▶ [Records provided]:
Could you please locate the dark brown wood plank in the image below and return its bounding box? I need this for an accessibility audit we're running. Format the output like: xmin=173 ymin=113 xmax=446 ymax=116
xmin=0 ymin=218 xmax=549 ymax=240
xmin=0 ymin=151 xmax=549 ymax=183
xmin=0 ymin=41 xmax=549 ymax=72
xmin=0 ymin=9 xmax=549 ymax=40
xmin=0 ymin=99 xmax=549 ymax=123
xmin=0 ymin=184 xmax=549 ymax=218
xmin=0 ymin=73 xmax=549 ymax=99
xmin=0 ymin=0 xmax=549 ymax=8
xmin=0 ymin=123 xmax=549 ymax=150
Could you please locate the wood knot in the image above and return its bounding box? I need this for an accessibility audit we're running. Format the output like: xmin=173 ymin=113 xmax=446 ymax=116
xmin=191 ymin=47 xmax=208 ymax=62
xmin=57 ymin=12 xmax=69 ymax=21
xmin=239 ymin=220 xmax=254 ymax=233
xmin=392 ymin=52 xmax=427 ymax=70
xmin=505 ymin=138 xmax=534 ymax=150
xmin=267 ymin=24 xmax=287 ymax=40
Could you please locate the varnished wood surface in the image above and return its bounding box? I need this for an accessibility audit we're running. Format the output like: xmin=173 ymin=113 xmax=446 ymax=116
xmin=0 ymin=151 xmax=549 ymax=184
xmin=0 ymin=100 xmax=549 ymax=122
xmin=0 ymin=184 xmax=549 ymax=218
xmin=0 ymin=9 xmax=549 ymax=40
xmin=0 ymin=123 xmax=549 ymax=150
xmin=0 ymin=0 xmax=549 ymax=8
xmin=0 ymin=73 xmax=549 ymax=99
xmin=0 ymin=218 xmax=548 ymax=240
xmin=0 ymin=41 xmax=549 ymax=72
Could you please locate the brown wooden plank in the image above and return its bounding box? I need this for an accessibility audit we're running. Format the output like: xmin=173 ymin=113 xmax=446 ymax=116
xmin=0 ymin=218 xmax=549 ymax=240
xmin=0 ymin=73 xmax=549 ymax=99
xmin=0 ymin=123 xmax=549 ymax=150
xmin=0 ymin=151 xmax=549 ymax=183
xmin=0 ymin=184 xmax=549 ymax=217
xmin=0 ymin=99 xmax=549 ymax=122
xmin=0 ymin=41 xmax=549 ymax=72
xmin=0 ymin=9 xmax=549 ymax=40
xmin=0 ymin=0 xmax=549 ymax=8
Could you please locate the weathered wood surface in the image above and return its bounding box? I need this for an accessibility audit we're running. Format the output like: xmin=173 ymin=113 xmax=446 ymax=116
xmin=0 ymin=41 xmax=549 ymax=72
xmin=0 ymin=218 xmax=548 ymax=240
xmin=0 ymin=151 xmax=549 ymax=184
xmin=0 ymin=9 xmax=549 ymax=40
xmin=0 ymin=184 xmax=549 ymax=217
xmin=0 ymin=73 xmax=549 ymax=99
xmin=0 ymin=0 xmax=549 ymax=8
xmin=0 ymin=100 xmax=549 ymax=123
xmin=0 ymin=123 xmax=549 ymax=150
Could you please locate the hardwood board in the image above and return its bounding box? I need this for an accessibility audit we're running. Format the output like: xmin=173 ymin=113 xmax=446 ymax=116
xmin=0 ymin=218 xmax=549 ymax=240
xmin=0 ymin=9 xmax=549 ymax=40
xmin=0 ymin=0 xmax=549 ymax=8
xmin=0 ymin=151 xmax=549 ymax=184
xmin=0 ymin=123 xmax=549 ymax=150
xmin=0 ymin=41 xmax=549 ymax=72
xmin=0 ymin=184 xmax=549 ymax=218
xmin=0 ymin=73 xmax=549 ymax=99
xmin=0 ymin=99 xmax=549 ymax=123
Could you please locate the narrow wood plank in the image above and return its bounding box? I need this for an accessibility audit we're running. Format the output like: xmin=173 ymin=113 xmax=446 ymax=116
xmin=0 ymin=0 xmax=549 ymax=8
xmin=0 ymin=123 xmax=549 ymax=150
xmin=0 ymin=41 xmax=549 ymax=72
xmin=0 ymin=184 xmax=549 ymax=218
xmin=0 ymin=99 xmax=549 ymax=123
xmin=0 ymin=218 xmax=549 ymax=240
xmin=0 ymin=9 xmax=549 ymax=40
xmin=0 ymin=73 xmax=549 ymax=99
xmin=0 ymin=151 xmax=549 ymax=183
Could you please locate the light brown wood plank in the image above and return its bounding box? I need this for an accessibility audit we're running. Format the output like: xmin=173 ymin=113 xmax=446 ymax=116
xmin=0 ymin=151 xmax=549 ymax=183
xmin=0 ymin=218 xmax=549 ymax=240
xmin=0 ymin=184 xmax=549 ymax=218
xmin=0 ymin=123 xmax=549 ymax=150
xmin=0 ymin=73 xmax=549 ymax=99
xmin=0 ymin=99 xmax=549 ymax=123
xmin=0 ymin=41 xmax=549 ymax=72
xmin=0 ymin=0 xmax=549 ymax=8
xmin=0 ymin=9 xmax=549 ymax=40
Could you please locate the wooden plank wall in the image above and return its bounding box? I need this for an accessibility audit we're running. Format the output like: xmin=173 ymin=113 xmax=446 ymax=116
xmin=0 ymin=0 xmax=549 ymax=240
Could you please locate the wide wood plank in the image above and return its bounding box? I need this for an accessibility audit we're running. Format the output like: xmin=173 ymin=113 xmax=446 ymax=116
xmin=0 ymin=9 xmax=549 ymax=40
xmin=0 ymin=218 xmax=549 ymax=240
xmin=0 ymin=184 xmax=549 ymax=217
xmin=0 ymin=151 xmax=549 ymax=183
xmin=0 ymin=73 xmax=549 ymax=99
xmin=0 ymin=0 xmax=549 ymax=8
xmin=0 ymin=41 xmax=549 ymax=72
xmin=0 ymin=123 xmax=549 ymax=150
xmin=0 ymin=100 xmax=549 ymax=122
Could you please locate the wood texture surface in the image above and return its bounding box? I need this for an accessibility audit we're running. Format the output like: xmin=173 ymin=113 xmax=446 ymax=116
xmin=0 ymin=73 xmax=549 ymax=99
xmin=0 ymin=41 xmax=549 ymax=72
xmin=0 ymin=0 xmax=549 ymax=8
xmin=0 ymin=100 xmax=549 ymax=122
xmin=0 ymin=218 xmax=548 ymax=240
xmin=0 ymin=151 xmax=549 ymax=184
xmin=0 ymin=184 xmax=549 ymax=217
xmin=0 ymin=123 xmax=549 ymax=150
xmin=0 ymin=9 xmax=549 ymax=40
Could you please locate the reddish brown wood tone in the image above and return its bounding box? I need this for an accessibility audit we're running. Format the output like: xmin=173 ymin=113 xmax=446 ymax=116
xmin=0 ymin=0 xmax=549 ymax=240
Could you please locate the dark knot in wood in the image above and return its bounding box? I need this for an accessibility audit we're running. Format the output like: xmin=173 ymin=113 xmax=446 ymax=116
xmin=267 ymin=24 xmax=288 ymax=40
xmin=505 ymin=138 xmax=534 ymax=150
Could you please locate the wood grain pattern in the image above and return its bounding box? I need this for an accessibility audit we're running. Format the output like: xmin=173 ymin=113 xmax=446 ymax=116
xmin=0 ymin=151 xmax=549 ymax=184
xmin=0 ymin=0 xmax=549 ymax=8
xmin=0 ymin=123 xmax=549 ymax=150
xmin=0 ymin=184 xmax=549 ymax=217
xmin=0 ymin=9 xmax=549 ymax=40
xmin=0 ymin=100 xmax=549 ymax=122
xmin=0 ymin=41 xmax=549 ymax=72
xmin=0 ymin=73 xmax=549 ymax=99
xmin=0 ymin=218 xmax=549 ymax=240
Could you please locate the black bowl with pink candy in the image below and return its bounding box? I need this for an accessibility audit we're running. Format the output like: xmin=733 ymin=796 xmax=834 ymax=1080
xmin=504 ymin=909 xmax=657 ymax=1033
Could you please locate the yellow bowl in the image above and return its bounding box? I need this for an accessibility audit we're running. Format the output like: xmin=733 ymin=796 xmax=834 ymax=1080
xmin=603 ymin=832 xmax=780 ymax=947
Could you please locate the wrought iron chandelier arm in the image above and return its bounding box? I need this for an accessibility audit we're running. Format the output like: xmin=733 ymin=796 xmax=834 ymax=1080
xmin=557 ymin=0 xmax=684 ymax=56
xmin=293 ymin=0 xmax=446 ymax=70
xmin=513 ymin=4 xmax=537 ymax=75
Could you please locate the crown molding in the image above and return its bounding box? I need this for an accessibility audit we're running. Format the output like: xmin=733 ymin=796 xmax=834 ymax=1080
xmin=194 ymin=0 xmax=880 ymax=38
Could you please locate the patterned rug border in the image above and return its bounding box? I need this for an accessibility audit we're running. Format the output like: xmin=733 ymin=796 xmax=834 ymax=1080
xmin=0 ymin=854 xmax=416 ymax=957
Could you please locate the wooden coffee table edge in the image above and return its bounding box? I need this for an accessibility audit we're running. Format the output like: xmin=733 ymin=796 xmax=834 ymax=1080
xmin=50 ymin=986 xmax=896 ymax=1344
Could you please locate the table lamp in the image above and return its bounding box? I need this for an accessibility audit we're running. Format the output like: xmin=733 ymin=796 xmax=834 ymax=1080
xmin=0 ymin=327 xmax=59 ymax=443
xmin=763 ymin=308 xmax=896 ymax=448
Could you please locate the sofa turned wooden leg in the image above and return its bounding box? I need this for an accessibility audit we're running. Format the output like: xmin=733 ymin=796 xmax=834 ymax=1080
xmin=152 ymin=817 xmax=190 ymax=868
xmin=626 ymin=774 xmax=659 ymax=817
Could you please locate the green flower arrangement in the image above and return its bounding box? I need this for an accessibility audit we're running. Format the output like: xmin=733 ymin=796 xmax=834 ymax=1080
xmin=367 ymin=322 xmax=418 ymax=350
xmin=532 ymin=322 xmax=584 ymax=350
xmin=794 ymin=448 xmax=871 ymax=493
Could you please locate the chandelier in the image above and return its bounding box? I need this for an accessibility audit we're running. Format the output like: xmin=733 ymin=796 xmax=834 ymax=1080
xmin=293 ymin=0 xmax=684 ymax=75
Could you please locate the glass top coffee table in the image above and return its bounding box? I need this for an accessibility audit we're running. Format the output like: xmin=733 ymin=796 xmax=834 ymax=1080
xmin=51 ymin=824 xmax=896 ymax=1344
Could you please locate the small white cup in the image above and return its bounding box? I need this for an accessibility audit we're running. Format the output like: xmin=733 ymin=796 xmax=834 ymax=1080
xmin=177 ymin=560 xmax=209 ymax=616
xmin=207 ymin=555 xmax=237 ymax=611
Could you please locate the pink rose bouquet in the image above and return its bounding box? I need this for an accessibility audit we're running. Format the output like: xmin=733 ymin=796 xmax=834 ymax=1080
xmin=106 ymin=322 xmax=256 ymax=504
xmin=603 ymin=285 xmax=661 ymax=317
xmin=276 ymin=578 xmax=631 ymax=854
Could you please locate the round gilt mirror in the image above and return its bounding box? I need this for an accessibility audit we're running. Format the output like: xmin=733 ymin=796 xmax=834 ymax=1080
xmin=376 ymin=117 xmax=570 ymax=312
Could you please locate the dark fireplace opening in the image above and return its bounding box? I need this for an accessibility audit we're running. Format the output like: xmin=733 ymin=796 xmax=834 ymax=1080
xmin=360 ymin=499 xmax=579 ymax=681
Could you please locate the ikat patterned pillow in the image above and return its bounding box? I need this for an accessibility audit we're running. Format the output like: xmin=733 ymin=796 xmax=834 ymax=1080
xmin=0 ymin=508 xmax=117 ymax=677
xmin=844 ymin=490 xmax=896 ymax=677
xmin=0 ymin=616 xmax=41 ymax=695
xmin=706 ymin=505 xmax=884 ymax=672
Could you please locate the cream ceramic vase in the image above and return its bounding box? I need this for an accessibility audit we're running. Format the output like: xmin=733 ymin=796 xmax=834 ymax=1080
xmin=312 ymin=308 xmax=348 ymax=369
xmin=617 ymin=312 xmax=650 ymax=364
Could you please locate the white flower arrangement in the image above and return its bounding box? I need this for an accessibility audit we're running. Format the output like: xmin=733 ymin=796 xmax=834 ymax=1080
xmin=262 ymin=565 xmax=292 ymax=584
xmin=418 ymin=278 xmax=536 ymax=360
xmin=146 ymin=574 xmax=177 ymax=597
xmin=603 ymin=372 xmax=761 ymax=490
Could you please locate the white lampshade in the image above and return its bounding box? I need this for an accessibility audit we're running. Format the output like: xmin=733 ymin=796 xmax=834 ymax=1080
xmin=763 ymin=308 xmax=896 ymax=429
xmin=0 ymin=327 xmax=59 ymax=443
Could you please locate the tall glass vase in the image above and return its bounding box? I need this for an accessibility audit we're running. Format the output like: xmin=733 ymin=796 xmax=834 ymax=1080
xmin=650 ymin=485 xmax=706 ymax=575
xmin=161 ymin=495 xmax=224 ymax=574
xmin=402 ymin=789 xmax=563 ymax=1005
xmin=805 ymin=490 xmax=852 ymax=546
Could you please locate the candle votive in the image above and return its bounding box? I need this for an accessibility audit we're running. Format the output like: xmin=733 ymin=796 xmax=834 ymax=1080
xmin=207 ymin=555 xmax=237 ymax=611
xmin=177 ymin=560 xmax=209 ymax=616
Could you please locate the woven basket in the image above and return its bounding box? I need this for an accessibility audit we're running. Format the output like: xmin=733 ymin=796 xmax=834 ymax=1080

▶ [Job]:
Output the lines of the data above, from the very first line through the line containing "xmin=267 ymin=24 xmax=287 ymax=40", as a Markdown table. Use a column named No. for the row number and a column named Line for the line, and leave out any blank lines.

▶ [Result of the task]:
| No. | Line |
|---|---|
| 1 | Could you please locate the dark brown wood plank in the image below and return its bounding box? I need this for an accessibility audit we're running. Format the output like: xmin=173 ymin=113 xmax=446 ymax=116 |
| 2 | xmin=0 ymin=218 xmax=549 ymax=240 |
| 3 | xmin=0 ymin=151 xmax=549 ymax=183 |
| 4 | xmin=0 ymin=41 xmax=549 ymax=72 |
| 5 | xmin=0 ymin=9 xmax=549 ymax=40 |
| 6 | xmin=0 ymin=99 xmax=549 ymax=123 |
| 7 | xmin=0 ymin=184 xmax=549 ymax=218 |
| 8 | xmin=0 ymin=73 xmax=549 ymax=99 |
| 9 | xmin=0 ymin=0 xmax=549 ymax=8 |
| 10 | xmin=0 ymin=123 xmax=549 ymax=150 |
| 11 | Could you please locate the wood knot in the image above and return its bounding box? I need this for an accessibility audit we're running. Format the output like: xmin=173 ymin=113 xmax=446 ymax=116 |
| 12 | xmin=191 ymin=47 xmax=208 ymax=62 |
| 13 | xmin=57 ymin=12 xmax=69 ymax=21 |
| 14 | xmin=239 ymin=220 xmax=254 ymax=233 |
| 15 | xmin=392 ymin=52 xmax=427 ymax=70 |
| 16 | xmin=505 ymin=138 xmax=534 ymax=150 |
| 17 | xmin=267 ymin=24 xmax=287 ymax=40 |